Exercise -> Set down the data below word for word, and leave the images aside.

Information given ->
=== Section Start ===

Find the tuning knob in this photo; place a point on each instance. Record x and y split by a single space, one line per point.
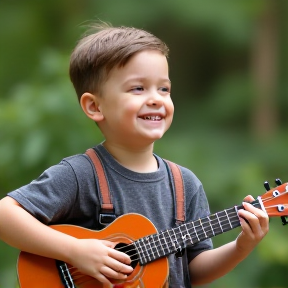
267 185
278 182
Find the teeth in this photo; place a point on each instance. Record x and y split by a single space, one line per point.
153 118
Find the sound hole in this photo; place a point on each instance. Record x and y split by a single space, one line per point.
130 250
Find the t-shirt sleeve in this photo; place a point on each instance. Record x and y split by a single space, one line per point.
50 196
197 206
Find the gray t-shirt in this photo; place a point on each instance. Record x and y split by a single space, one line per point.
67 194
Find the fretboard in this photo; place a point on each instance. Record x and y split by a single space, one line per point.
170 241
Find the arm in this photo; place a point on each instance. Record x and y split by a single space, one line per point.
213 264
92 257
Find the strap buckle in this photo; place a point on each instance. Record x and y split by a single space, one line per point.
105 219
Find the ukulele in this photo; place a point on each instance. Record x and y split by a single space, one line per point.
136 236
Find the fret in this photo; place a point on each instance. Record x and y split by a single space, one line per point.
188 234
170 241
160 246
201 225
176 243
210 222
228 218
219 222
150 246
193 225
155 245
142 252
164 242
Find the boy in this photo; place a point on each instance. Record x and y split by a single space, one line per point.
121 78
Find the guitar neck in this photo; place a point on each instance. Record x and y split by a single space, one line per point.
170 241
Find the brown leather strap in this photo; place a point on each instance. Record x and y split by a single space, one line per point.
179 191
103 184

=== Section End ===

Task answer ->
Find the tuning knob in this photo; place a point on each instance. Record x and y split by a single space, one line per point.
267 185
278 182
Find the teeth in this photo; place a point on each instance. Record x and y split by a single space, one line per point.
153 118
Find the sound hole in this photo; place a point on each instance. Record x and y split by a single space, one line per point.
130 250
Find the t-shirt sleeve in this photo; place a point on each instance. Record x and y split by a single space, one line per point.
50 196
197 206
Find the gray t-shirt in this photo; place a point on each instance. Record x and y split by a single space, one line per point.
67 194
Find the fretboard in this photo; place a point on each instance. Record x and y split by a single space, one line per point.
170 241
Find the arm in this photo; place a point on each instance. Record x and y split by a single space, one line per point.
213 264
92 257
Find the strap buckle in this photo; place a point on each instance. Record x and y split by a single space, one line per point.
105 219
Find the ukulele in this photo; place a point on each instance. Record x and y split by a single space, one line per point.
136 236
Find the fret in this photo; place a point on each instance. Record x and y split by a single space, one line per point.
188 234
170 241
160 246
201 225
176 243
210 222
228 218
219 222
150 246
193 225
155 245
142 252
164 242
Find the boy in this photo; place a point on each instance. Record x and y split by a single space, one line per point.
121 78
Find the guitar neck in this photo; place a point on each instance. Record x and y split by a single space, one line per point.
170 241
Find the brown leather strap in this photo; place a point on each instance. Record x and y split by a single space, one line per point.
179 191
103 184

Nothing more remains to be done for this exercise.